Problem 1
In the article on fraud charges against politicians, what is Andrew Gillum alleged to have done?
Problem 2
Condense the paragraph of the article on fraud charges against politicians that begins "Frauds against the U.S. government" into a short bulleted list.

══ Quoted passage ══

Should We Take Fraud Charges Against Politicians Seriously?
Donald Trump and Andrew Gillum may not have a lot in common politically, but both are facing fraud charges in recent suits filed by political enemies. Should we take these charges seriously? Well, I guess. But if their political enemies weren’t so fixated on them, it’s more likely than not nobody would have cared. Why not? Well, it’s hard to find a victim.
In Trump’s case he allegedly paid off a professional sex worker with money held by a company. In Gillum’s case, he allegedly pocketed lobbying donations to pay for personal items. Is this illegal? Yes. Is it worth prosecuting? Well, it depends on the defendant.
It’s very easy to become cynical at something like this because the selective nature of the prosecution reveals the corruption of the system. Things like this happen all the time and when they’re prosecuted, there’s usually an ulterior motive. Below, we’ll take a look at these fraud cases and the fraud cases that end up in major prosecutions.
Who is the victim?
Technically, the victim of Trump’s fraud is the company that he owns.
Nonetheless, the U.S. government feels like a system of bribery is a conflict of interest and they’re right to do so. On the other hand, there’s no evidence that this doesn’t happen all the time and the worst offenders are too big to fail.
How can I get charged with fraud?
The following is a non-exhaustive list of individuals you should target to get charged with fraud:
- The elderly
- The U.S. government
- Rich people
- Patients in a health care setting
While this list is non-exhaustive, the vast majority of fraud cases will include one of those five victim categories.
Frauds against the U.S. government, Medicaid, and other public benefits are among the most likely to result in long sentences. Here in Florida, targeting the elderly or those with mental health diagnoses are among the most common forms of fraud that are prosecuted universally.
Investor schemes are also prosecuted thoroughly with the amount of money stolen being a major factor in the length of the sentence. Consumer fraud disrupts the economy, so you better believe that the government takes that seriously.

═══
══ Entries shown ══

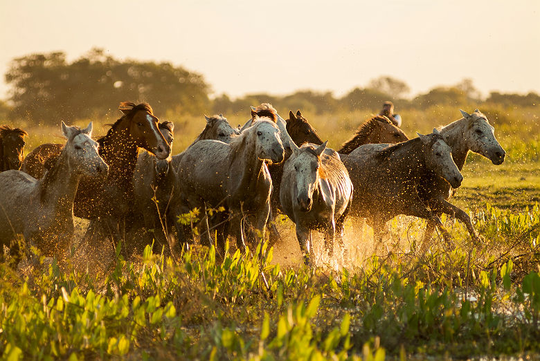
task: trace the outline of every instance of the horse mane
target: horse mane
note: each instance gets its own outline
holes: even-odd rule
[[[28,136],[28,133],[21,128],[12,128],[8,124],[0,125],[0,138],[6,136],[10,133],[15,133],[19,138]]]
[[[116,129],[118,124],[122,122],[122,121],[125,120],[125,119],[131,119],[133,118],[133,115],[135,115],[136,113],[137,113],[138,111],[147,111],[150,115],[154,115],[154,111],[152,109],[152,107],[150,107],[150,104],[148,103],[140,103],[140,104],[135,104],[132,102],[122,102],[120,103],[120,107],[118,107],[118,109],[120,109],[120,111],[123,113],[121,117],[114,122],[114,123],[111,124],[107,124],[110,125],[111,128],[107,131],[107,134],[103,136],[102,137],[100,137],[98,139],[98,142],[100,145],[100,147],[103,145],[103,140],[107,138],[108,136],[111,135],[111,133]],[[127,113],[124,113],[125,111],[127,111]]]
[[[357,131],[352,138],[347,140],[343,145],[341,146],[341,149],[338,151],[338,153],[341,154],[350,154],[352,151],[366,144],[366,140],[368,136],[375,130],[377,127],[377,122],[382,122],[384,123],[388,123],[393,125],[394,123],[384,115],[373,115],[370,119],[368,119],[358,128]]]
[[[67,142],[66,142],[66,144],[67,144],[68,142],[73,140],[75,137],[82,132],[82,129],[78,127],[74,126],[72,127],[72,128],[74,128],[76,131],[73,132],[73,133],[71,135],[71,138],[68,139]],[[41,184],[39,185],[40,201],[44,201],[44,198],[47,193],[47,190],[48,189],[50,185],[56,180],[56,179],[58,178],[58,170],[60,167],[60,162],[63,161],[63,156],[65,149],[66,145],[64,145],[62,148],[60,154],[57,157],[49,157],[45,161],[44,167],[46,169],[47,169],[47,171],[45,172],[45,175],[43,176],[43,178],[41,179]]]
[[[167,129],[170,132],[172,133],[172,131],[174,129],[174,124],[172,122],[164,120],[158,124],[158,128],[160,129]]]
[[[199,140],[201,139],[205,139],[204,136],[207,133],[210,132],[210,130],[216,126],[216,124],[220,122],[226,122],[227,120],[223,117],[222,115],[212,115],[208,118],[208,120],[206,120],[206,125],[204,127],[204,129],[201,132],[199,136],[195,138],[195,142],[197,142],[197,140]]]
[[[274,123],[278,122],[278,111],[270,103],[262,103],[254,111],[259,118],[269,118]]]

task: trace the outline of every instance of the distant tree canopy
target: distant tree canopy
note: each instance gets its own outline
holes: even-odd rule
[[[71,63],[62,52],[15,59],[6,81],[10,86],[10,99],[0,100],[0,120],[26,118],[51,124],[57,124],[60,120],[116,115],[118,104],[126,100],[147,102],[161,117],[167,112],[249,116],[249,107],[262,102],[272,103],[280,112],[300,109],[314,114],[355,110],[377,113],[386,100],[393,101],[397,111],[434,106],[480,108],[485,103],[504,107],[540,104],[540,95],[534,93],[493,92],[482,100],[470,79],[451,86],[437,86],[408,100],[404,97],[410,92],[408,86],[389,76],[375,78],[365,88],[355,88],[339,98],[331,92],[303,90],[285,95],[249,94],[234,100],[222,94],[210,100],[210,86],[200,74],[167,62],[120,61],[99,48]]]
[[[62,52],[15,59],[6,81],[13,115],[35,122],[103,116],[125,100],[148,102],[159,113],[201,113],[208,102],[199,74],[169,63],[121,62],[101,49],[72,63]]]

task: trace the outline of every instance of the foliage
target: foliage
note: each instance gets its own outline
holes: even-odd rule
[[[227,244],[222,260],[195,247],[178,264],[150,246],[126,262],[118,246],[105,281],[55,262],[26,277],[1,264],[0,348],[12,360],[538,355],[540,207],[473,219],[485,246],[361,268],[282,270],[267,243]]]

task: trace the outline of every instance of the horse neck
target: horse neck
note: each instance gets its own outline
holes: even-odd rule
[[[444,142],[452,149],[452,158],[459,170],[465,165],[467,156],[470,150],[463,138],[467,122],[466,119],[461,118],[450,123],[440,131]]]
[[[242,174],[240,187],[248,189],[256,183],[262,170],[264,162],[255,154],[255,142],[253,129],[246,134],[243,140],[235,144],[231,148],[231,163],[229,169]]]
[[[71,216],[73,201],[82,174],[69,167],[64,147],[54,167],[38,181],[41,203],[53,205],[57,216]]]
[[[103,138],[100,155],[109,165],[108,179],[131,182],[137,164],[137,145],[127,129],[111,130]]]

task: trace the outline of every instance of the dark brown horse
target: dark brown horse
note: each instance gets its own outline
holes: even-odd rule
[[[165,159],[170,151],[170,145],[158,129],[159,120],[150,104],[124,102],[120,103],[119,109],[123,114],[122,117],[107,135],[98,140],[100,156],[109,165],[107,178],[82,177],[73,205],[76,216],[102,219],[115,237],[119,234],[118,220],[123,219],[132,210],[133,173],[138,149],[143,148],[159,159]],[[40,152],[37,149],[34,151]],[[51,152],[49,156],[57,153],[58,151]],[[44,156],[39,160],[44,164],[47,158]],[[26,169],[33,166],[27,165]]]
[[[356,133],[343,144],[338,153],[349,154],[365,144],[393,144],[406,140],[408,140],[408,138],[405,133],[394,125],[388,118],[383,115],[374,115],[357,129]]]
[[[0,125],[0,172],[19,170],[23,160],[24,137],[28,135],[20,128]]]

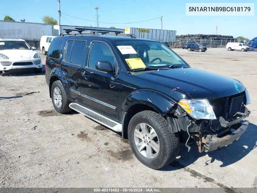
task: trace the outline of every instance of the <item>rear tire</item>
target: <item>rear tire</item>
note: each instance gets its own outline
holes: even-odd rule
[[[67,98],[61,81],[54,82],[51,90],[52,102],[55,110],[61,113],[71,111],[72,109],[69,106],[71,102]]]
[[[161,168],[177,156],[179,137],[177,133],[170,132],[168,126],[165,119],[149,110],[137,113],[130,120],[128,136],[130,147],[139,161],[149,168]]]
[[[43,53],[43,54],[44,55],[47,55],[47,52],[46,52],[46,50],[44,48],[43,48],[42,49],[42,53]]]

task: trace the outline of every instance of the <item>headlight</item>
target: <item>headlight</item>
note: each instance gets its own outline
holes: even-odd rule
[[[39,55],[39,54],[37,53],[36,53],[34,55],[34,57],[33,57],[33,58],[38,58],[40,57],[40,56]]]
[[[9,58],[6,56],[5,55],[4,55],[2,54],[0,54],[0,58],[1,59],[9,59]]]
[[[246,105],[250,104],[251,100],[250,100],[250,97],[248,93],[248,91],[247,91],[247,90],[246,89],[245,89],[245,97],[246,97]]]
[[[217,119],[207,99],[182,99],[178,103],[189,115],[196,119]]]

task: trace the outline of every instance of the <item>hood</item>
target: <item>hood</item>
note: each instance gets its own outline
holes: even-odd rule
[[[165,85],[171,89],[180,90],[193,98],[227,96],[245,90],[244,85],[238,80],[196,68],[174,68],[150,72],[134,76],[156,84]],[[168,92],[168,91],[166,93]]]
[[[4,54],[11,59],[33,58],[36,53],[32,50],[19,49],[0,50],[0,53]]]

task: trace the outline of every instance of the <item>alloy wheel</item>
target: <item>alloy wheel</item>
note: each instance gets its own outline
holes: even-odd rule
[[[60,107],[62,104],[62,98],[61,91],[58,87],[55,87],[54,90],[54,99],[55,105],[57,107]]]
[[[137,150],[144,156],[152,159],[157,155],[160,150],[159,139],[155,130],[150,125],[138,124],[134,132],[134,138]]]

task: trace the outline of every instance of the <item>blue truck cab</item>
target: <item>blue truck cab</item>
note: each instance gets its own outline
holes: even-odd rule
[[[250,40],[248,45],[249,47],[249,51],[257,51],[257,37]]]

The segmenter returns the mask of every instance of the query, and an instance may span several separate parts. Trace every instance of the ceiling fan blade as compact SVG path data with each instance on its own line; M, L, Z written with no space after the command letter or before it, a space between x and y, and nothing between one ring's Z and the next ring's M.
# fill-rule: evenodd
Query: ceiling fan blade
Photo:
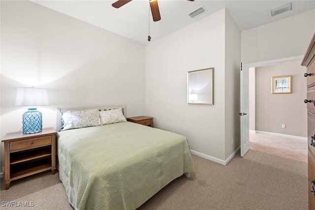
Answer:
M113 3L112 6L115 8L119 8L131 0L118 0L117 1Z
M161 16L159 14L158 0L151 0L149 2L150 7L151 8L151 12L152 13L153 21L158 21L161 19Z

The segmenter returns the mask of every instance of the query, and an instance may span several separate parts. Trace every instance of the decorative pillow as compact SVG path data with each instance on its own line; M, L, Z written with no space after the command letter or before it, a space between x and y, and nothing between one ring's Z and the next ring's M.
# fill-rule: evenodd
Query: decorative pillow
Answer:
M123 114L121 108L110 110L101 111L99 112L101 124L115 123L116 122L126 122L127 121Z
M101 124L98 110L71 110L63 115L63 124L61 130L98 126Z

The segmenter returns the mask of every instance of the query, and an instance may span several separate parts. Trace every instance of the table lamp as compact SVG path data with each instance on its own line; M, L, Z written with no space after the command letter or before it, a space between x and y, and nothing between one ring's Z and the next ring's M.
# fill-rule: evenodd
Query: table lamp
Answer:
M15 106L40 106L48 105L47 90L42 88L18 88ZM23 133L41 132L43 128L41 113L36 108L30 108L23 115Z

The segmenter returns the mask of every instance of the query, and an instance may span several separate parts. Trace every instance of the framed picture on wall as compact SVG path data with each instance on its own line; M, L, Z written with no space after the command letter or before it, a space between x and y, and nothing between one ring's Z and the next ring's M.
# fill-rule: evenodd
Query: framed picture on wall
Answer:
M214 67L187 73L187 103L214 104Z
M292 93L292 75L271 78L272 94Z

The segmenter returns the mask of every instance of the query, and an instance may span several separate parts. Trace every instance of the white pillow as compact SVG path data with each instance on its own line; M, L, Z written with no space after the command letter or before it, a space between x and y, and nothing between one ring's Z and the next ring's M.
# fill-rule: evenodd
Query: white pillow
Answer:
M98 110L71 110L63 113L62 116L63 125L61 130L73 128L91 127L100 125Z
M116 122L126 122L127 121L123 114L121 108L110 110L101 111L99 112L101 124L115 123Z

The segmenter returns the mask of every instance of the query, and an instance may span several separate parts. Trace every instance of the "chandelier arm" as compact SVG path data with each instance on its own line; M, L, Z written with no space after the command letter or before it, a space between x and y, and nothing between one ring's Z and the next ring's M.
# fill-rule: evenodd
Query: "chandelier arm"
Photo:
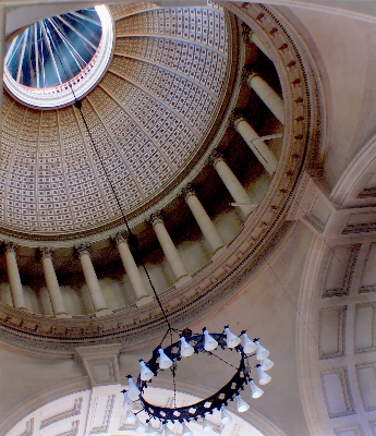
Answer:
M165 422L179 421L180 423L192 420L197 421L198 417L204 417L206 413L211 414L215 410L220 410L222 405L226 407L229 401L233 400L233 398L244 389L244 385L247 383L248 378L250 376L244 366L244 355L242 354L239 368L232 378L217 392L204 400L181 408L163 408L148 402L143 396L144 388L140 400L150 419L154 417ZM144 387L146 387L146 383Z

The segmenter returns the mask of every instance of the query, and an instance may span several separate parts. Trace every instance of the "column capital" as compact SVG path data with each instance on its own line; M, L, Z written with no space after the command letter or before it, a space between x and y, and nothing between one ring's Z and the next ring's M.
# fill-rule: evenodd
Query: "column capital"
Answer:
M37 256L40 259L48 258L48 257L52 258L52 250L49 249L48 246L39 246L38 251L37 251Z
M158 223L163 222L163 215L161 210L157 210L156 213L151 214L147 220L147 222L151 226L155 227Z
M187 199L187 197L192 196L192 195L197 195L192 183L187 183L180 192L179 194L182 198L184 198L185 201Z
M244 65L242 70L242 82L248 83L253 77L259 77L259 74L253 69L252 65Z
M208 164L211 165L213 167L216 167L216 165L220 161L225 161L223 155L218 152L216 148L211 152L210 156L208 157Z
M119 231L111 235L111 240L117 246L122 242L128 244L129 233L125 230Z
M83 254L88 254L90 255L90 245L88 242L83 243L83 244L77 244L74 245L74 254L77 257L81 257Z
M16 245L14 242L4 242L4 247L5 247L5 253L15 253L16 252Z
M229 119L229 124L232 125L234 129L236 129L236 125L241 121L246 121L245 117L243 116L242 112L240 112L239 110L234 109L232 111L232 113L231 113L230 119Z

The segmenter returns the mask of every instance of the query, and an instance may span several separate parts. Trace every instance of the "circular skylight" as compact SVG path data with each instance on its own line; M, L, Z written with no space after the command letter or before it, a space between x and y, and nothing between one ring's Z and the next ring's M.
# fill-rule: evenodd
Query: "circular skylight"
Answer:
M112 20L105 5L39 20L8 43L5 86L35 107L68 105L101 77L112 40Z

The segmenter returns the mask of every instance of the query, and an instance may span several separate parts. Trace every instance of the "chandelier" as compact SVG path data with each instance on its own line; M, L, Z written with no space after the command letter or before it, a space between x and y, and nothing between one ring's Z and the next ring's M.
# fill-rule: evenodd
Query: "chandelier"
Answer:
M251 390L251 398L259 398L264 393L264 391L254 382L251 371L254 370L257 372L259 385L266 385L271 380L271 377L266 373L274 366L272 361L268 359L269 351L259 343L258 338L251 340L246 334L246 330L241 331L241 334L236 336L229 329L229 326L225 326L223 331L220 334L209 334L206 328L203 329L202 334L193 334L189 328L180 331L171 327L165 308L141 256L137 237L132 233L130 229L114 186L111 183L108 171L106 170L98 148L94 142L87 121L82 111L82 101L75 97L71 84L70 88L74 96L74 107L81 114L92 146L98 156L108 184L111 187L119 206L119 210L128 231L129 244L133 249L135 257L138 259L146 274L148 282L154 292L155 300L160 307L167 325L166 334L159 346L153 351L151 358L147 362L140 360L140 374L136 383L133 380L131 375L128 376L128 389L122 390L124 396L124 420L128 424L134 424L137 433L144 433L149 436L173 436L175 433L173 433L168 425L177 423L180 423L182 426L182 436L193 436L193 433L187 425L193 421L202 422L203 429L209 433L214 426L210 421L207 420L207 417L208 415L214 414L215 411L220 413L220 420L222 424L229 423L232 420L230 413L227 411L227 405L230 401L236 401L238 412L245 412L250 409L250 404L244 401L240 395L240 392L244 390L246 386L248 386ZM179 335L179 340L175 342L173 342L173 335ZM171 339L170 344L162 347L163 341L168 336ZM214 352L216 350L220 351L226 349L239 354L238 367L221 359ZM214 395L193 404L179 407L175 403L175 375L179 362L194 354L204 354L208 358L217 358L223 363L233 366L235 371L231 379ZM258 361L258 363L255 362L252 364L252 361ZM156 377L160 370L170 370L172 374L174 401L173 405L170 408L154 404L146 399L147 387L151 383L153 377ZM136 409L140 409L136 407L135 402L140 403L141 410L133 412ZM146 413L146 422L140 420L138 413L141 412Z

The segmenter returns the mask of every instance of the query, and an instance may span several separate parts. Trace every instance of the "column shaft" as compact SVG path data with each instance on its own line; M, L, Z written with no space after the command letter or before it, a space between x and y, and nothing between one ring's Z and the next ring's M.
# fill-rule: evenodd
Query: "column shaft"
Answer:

═══

Written reply 1
He allegedly pocketed lobbying donations to pay for personal items.

Written reply 2
- Frauds against the U.S. government, Medicaid, and other public benefits are among the most likely to bring long sentences.
- In Florida, fraud targeting the elderly or people with mental health diagnoses is among the most commonly prosecuted.